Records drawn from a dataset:
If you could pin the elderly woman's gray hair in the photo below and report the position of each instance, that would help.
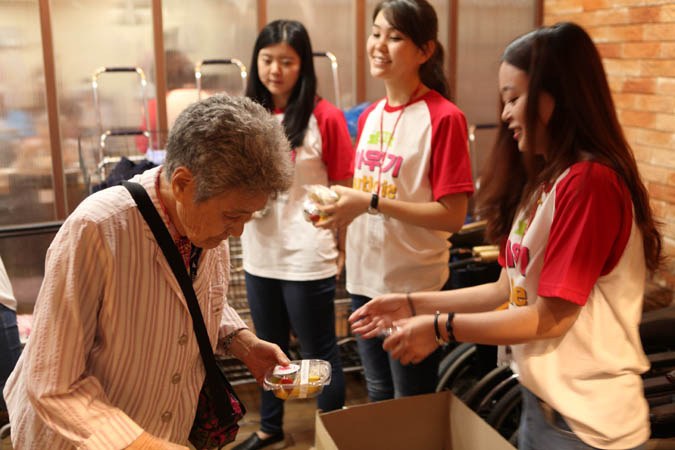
(230, 143)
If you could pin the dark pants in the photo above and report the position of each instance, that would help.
(386, 377)
(306, 307)
(537, 432)
(10, 348)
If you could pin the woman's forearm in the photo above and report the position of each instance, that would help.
(485, 297)
(447, 214)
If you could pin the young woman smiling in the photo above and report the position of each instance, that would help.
(563, 198)
(412, 180)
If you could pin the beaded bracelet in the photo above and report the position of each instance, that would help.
(439, 339)
(448, 327)
(412, 308)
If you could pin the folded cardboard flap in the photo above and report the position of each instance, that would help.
(434, 421)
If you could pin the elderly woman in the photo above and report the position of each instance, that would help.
(113, 361)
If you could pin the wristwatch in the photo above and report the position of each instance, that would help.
(372, 209)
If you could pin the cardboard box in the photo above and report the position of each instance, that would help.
(425, 422)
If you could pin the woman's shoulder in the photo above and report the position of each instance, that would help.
(440, 106)
(591, 177)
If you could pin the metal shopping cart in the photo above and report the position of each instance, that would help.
(199, 75)
(113, 150)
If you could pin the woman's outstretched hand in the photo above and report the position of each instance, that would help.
(350, 205)
(379, 314)
(413, 339)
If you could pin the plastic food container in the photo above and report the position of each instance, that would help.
(300, 379)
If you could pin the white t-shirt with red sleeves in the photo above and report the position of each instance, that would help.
(428, 159)
(282, 244)
(582, 245)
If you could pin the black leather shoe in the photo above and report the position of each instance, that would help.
(254, 442)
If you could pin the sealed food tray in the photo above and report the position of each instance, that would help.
(300, 379)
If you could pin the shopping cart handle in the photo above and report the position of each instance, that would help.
(485, 126)
(126, 132)
(120, 69)
(217, 61)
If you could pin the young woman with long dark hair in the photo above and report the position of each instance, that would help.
(564, 200)
(412, 180)
(290, 266)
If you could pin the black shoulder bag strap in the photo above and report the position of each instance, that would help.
(214, 376)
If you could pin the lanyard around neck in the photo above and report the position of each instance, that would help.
(383, 152)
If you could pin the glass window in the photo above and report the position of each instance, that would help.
(88, 36)
(206, 30)
(26, 187)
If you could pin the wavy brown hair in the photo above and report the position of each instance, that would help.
(417, 19)
(562, 61)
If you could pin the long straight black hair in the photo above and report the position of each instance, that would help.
(301, 103)
(417, 19)
(562, 60)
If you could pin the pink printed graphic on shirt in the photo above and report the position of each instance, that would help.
(375, 158)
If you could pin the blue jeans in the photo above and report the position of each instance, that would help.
(10, 348)
(306, 307)
(387, 378)
(536, 432)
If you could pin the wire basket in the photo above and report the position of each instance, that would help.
(100, 154)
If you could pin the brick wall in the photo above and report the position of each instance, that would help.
(636, 39)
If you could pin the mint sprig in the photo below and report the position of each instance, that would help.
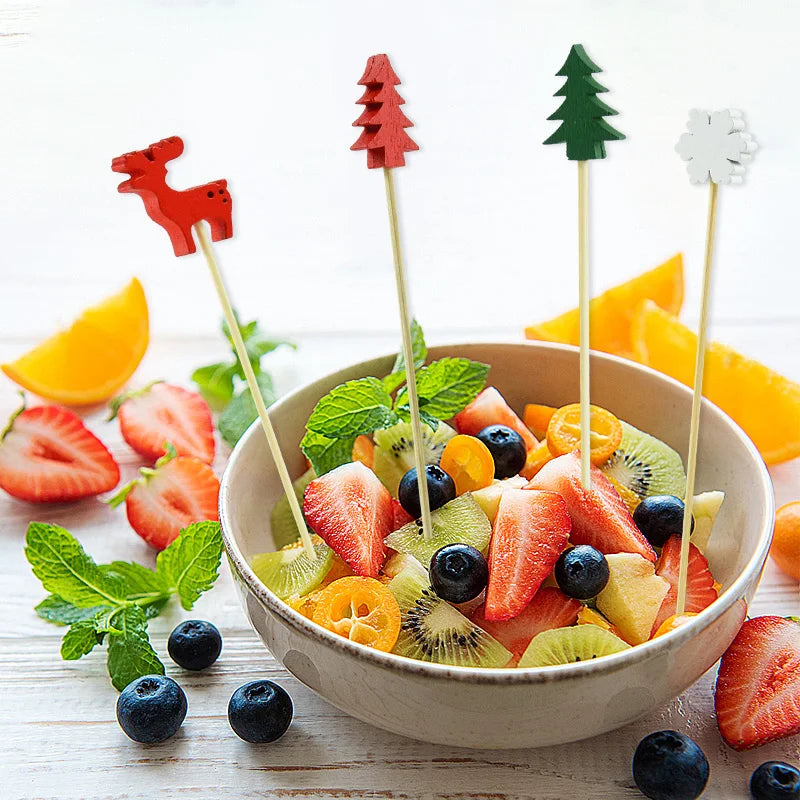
(112, 602)
(223, 384)
(365, 405)
(447, 386)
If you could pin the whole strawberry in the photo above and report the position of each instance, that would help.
(178, 491)
(757, 698)
(162, 413)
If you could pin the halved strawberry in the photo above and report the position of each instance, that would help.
(400, 516)
(700, 589)
(550, 608)
(166, 499)
(757, 698)
(489, 408)
(352, 511)
(162, 413)
(47, 455)
(530, 531)
(599, 515)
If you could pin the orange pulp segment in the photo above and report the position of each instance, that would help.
(765, 404)
(468, 461)
(93, 358)
(564, 432)
(612, 312)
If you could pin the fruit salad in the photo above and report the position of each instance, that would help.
(524, 566)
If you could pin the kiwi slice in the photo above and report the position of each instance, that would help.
(290, 572)
(460, 520)
(569, 645)
(646, 465)
(281, 521)
(394, 451)
(432, 630)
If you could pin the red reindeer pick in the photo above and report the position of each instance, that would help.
(175, 211)
(384, 123)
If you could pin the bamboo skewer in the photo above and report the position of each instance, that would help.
(258, 400)
(697, 398)
(408, 354)
(583, 305)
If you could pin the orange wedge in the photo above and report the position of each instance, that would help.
(91, 360)
(612, 311)
(764, 403)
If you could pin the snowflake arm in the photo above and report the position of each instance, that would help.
(716, 146)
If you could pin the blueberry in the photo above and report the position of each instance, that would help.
(194, 644)
(507, 449)
(459, 572)
(441, 489)
(582, 572)
(775, 780)
(260, 711)
(151, 709)
(669, 766)
(660, 516)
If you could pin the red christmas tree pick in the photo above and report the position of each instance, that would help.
(173, 210)
(384, 123)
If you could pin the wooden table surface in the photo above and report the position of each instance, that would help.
(61, 741)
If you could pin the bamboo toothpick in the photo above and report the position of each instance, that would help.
(716, 147)
(252, 383)
(697, 399)
(583, 306)
(408, 355)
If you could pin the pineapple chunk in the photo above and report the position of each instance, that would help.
(632, 596)
(488, 498)
(588, 616)
(705, 508)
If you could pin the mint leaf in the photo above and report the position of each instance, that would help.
(420, 350)
(80, 639)
(191, 562)
(57, 610)
(130, 654)
(215, 383)
(241, 412)
(447, 386)
(326, 454)
(63, 567)
(139, 581)
(404, 412)
(352, 408)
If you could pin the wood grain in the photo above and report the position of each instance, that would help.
(61, 740)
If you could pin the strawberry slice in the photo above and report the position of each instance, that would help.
(47, 455)
(400, 516)
(550, 608)
(160, 504)
(530, 531)
(162, 413)
(757, 698)
(489, 408)
(700, 589)
(351, 510)
(599, 515)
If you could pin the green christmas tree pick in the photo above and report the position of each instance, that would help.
(582, 128)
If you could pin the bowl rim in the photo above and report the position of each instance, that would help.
(501, 675)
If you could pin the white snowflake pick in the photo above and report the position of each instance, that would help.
(716, 146)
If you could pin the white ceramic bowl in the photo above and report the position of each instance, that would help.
(504, 708)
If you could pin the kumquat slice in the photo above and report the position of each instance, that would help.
(361, 609)
(468, 462)
(564, 432)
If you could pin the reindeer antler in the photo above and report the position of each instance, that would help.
(165, 150)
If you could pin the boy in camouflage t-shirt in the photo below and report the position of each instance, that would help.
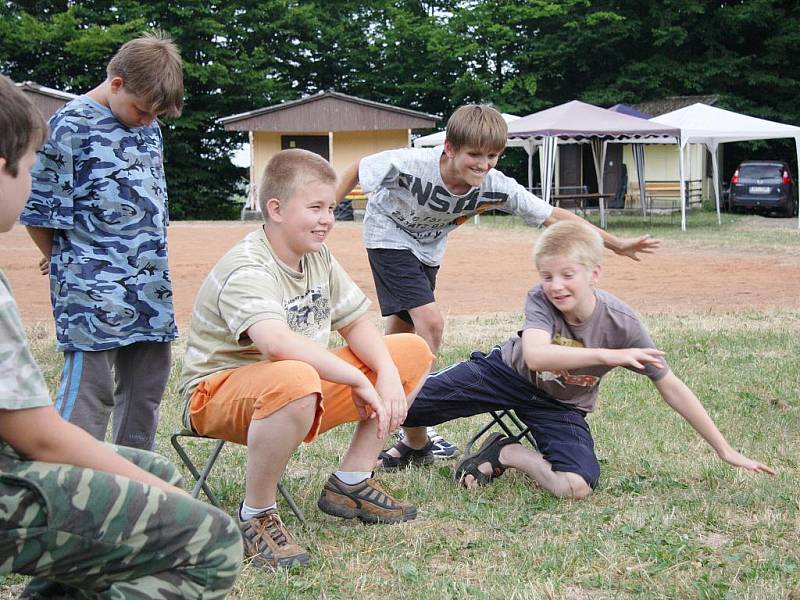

Work order
Where a picture appears in the data, omit it; restate the rest word for word.

Exercise response
If you could pin the elderly woman's gray hair in the photo below and report the position of each instance, that would help.
(230, 143)
If you could pin the dark pants in the photo above and report the position of each instance, that would help.
(386, 377)
(306, 307)
(537, 432)
(10, 348)
If you could pin the woman's forearm in the photo above and report the position of each instance, that would help.
(485, 297)
(447, 214)
If you could pin the young woman smiling in the photo above and report the position of each instance, that would help.
(563, 198)
(412, 180)
If you could pin the beaded bracelet in the photo above and report the position of each instance, that would help.
(439, 339)
(448, 327)
(412, 308)
If you could pin the folded cardboard flap in the photo above and report the position of each instance, that would help.
(434, 421)
If you could pin the elderly woman in the photo above and report the position of each instance, that would help.
(113, 361)
If you could pin the wristwatch in the photo above and report the position of each instance, that would help.
(372, 209)
If you could pin the cardboard box in the photo above and report the position of each instance, that would help.
(425, 422)
If you could pin the woman's shoulder in the photo above and report the position of each instance, that would help.
(440, 106)
(591, 177)
If you could pin the metal shopping cart in the photo above and report the position of each instance, that would help.
(199, 75)
(113, 150)
If you could pin the woman's outstretched hand in the photo above and report the position of each instance, that would help.
(350, 205)
(379, 314)
(413, 339)
If you could pin the plastic food container in the photo above and report the position of each instance, that would help.
(300, 379)
If you could pin the white t-shirt with red sleeves in the photo above and report the position of each instance, that would help.
(428, 159)
(282, 244)
(582, 245)
If you could pin the black leather shoe in the photo above and report the position of each instance, that would help.
(254, 442)
If you could pin the sealed food tray in the photo above and report the position of each instance, that would help.
(300, 379)
If you could pin the shopping cart handle in the photo above and report the position of each instance, that would help.
(485, 126)
(126, 132)
(120, 69)
(217, 61)
If you could pin the young woman with long dark hair in the photo above and report the position of each instance, that would help.
(564, 200)
(412, 180)
(290, 266)
If you could pin the black shoulder bag strap in the photo above and report the position of each instance, that would help.
(214, 376)
If you could pin the lanyard around neck in the photo above and report the position of each instance, that would help.
(383, 152)
If you could pin the glass window in the photo above and report the position of each instance, that would help.
(88, 36)
(206, 30)
(26, 187)
If you could pin the wavy brown hair in the photo above and report the position of each instance, that would help.
(417, 19)
(562, 61)
If you could pin the long straight black hair in the photo above and report the position of each instance, that would help.
(301, 103)
(417, 19)
(562, 60)
If you could pin the pink printed graphic on shirt in the photo above and report the position of each instance, that would help.
(375, 158)
If you could pin the blue jeans in the photo above and report the position of each instance, that would help.
(10, 348)
(306, 307)
(387, 378)
(536, 432)
If you could pin the wire basket in the photo above and report the position of each instance, that would help.
(100, 154)
If you could pin the brick wall in the photo above and report the position of each instance, that would help.
(636, 39)
If you could pin the mint sprig in the photo below and report the position of each instance, that would help.
(112, 602)
(223, 384)
(365, 405)
(447, 386)
If you could pin the whole strawberry in the photo above and report the position of each instance, that would help.
(178, 491)
(757, 698)
(162, 413)
If you could pin the halved strawberry in the photo above and report the position of each instance, that would help.
(400, 516)
(700, 589)
(550, 608)
(166, 499)
(757, 698)
(489, 408)
(352, 511)
(162, 413)
(47, 455)
(530, 531)
(599, 515)
If you could pin the orange pulp segment in the photo above and report the position of each instance, that would help.
(765, 404)
(468, 461)
(93, 358)
(564, 432)
(612, 312)
If you could pin the fruit salad in the photo above and report the position of each instance, that would help.
(524, 566)
If you could pin the kiwi slice in the photo above and report the position of each instance, that would help.
(290, 572)
(460, 520)
(569, 645)
(646, 465)
(281, 521)
(394, 451)
(432, 630)
If you could pin the red reindeer pick in the photo above and report the position of each instance, that would help.
(175, 211)
(384, 123)
If you could pin the bamboo skewer in the photo above and report the position of each instance, that would help.
(258, 400)
(697, 398)
(408, 354)
(583, 305)
If you could pin the orange wedge in the photo above and report the position of each instance, that would help.
(91, 360)
(612, 311)
(764, 403)
If you could pin the snowflake arm in the photo above and report the position of each instance, that would help.
(716, 146)
If you could pin the blueberry in the photo above and report the position of each instance, that would help.
(194, 644)
(507, 449)
(459, 572)
(441, 489)
(582, 572)
(775, 780)
(260, 711)
(151, 709)
(669, 766)
(660, 516)
If you could pin the red christmas tree pick in the photo above and report the position of each instance, that would help.
(173, 210)
(384, 123)
If you could pin the wooden table surface in the photo above and report the position of each instance, that would help.
(61, 741)
If you could pin the bamboo toothpick in the photo above and report the position of each instance, that would help.
(716, 147)
(252, 383)
(697, 399)
(583, 306)
(408, 355)
If you could pin the pineapple chunk in the photo above and report the position of each instance, that would help.
(632, 596)
(488, 498)
(588, 616)
(705, 508)
If you could pin the mint leaf in the photo above and report the position of each instance, that would help.
(420, 350)
(80, 639)
(191, 562)
(57, 610)
(130, 654)
(215, 383)
(241, 412)
(447, 386)
(326, 454)
(63, 567)
(139, 581)
(404, 412)
(352, 408)
If you could pin the wood grain in the photo above and report the position of each instance, that would help.
(61, 740)
If you could pin the strawberry slice in the photo above and report the position of each instance, that would help.
(47, 455)
(400, 516)
(550, 608)
(160, 504)
(530, 531)
(162, 413)
(757, 698)
(489, 408)
(700, 589)
(351, 510)
(599, 515)
If you could pin the green christmas tree pick in the photo above and report the position of each instance, that would help.
(582, 128)
If you could pin the bowl rim in the photo above and report the position of each instance, that would help.
(501, 675)
If you could pin the white snowflake pick in the photo above and report the position of each instance, that would help.
(716, 146)
If you could pin the white ceramic bowl in the photo above and report the position of each instance, that would help.
(504, 708)
If you could pin the kumquat slice in the photo above and report the position of each instance, that would help.
(361, 609)
(468, 462)
(564, 432)
If you could pin the reindeer antler in the photo above and report the position of each instance, that would help.
(165, 150)
If you could pin the boy in camouflage t-shirt in the photo below and report the position of each instance, that would help.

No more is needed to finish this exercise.